═════ Exercise materials
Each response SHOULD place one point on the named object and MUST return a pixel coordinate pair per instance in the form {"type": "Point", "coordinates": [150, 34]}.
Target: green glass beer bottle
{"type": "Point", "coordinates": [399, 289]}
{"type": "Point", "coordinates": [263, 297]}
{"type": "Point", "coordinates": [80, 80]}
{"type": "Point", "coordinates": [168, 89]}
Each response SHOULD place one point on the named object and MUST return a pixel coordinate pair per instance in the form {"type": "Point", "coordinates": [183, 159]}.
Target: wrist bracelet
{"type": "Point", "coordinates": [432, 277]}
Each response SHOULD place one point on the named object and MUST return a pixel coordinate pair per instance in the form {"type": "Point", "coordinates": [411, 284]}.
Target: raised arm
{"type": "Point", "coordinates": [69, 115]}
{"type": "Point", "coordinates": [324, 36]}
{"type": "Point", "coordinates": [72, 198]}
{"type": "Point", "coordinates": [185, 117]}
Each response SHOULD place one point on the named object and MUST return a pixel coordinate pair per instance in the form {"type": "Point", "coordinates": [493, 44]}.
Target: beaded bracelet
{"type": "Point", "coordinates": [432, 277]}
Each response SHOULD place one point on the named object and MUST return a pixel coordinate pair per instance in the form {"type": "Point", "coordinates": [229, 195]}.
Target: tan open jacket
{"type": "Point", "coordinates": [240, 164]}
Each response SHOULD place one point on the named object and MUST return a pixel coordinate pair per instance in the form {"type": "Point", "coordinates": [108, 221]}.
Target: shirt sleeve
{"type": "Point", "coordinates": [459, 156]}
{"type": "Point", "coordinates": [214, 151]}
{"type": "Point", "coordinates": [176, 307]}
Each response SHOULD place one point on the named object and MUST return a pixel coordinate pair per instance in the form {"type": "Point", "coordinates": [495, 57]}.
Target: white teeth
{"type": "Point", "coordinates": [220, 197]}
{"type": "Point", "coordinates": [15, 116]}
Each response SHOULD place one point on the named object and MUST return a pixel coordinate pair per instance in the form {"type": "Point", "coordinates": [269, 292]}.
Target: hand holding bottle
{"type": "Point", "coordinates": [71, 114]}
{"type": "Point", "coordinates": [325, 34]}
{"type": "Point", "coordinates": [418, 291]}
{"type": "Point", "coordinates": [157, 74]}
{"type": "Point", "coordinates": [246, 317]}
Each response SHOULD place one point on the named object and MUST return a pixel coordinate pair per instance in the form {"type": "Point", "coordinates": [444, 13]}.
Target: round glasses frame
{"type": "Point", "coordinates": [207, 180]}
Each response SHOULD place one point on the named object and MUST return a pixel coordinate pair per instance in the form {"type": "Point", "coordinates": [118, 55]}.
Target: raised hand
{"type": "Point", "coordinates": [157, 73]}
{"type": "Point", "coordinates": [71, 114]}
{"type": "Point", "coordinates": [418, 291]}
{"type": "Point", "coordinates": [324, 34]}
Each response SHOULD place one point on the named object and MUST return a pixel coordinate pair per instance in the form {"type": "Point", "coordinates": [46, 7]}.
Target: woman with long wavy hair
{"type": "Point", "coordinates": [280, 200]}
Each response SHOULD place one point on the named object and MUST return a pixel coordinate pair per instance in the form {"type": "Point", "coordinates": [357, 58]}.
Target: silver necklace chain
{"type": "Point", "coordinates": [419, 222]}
══════════
> Task objective
Repeat every line of the records above exactly.

> Reply to the exercise
Each response SHOULD place one point on the named object and MUST return a pixel coordinate pair per instance in the form {"type": "Point", "coordinates": [150, 34]}.
Target: green glass beer bottle
{"type": "Point", "coordinates": [399, 289]}
{"type": "Point", "coordinates": [263, 297]}
{"type": "Point", "coordinates": [80, 80]}
{"type": "Point", "coordinates": [168, 89]}
Each response SHOULD place one point on the named object and MUST return a pixel coordinate pair per instance in the form {"type": "Point", "coordinates": [183, 159]}.
Target: wrist bracelet
{"type": "Point", "coordinates": [432, 277]}
Each response SHOULD place one point on the named object and MUST return a pixel coordinate pair per instance in the form {"type": "Point", "coordinates": [411, 284]}.
Target: raised arm
{"type": "Point", "coordinates": [69, 115]}
{"type": "Point", "coordinates": [324, 36]}
{"type": "Point", "coordinates": [72, 198]}
{"type": "Point", "coordinates": [185, 117]}
Each response SHOULD place one point on the named object and MUST return a pixel coordinate pair per instance in the form {"type": "Point", "coordinates": [493, 44]}.
Target: beaded bracelet
{"type": "Point", "coordinates": [432, 277]}
Each response SHOULD place one point on the named object and MUST return a pixel coordinate pair per instance in the form {"type": "Point", "coordinates": [229, 195]}.
Target: tan open jacket
{"type": "Point", "coordinates": [240, 164]}
Each response SHOULD place one point on the named object and MUST return a pixel coordinate pair per instance in the form {"type": "Point", "coordinates": [108, 221]}.
Target: shirt sleeve
{"type": "Point", "coordinates": [459, 156]}
{"type": "Point", "coordinates": [214, 151]}
{"type": "Point", "coordinates": [176, 307]}
Each response SHOULD place one point on the named object and MUST return a pixel coordinate pair per instance in the form {"type": "Point", "coordinates": [495, 57]}.
Target: white teeth
{"type": "Point", "coordinates": [220, 197]}
{"type": "Point", "coordinates": [15, 116]}
Each response SHOULD place one point on the named object and MUST return a pixel coordinate pair per instance in the form {"type": "Point", "coordinates": [269, 292]}.
Target: hand holding bottle
{"type": "Point", "coordinates": [71, 114]}
{"type": "Point", "coordinates": [325, 34]}
{"type": "Point", "coordinates": [418, 291]}
{"type": "Point", "coordinates": [157, 74]}
{"type": "Point", "coordinates": [246, 317]}
Each response SHOULD place one point on the named object and MUST return a pixel coordinate pair per instance in the form {"type": "Point", "coordinates": [444, 13]}.
Target: round glasses frame
{"type": "Point", "coordinates": [207, 180]}
Each response SHOULD place one point on the named object and MUST return a pixel coordinate pair per instance in the form {"type": "Point", "coordinates": [118, 55]}.
Target: raised hand
{"type": "Point", "coordinates": [157, 73]}
{"type": "Point", "coordinates": [71, 114]}
{"type": "Point", "coordinates": [418, 291]}
{"type": "Point", "coordinates": [324, 34]}
Each response SHOULD place one point on the named object and MUST return a pixel coordinate pair per instance in the form {"type": "Point", "coordinates": [46, 7]}.
Target: woman with long wavy hair
{"type": "Point", "coordinates": [280, 200]}
Each response SHOULD place one point on the named object and MUST return a pixel coordinate pair per instance in the form {"type": "Point", "coordinates": [357, 58]}.
Target: silver necklace chain
{"type": "Point", "coordinates": [419, 222]}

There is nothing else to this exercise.